● **DATA IN THIS EXERCISE**:

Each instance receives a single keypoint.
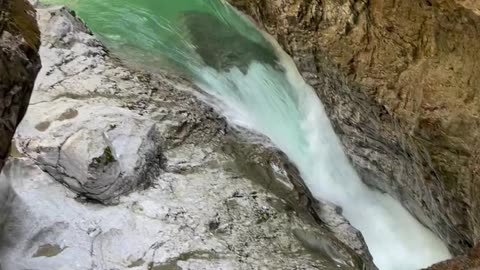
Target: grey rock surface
(19, 64)
(178, 189)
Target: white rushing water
(284, 108)
(273, 101)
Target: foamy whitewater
(274, 102)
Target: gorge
(247, 77)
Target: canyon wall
(400, 81)
(19, 64)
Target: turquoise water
(251, 81)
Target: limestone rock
(19, 64)
(103, 131)
(400, 82)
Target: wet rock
(98, 151)
(19, 64)
(399, 81)
(471, 260)
(104, 130)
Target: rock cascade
(411, 61)
(152, 178)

● **PROBLEM DETAILS**:
Write out all the items above word for word, leaving out the pictures.

● **FINAL ANSWER**:
Each instance receives a single keypoint.
Target: grey rock surface
(19, 64)
(178, 189)
Target: white rushing water
(284, 108)
(273, 101)
Target: foamy whitewater
(274, 102)
Target: gorge
(247, 77)
Target: canyon wall
(400, 81)
(19, 64)
Target: turquoise water
(251, 81)
Target: limestone rock
(19, 64)
(103, 131)
(400, 82)
Target: wet rock
(98, 151)
(19, 64)
(399, 81)
(471, 260)
(104, 130)
Target: rock cascade
(411, 61)
(152, 178)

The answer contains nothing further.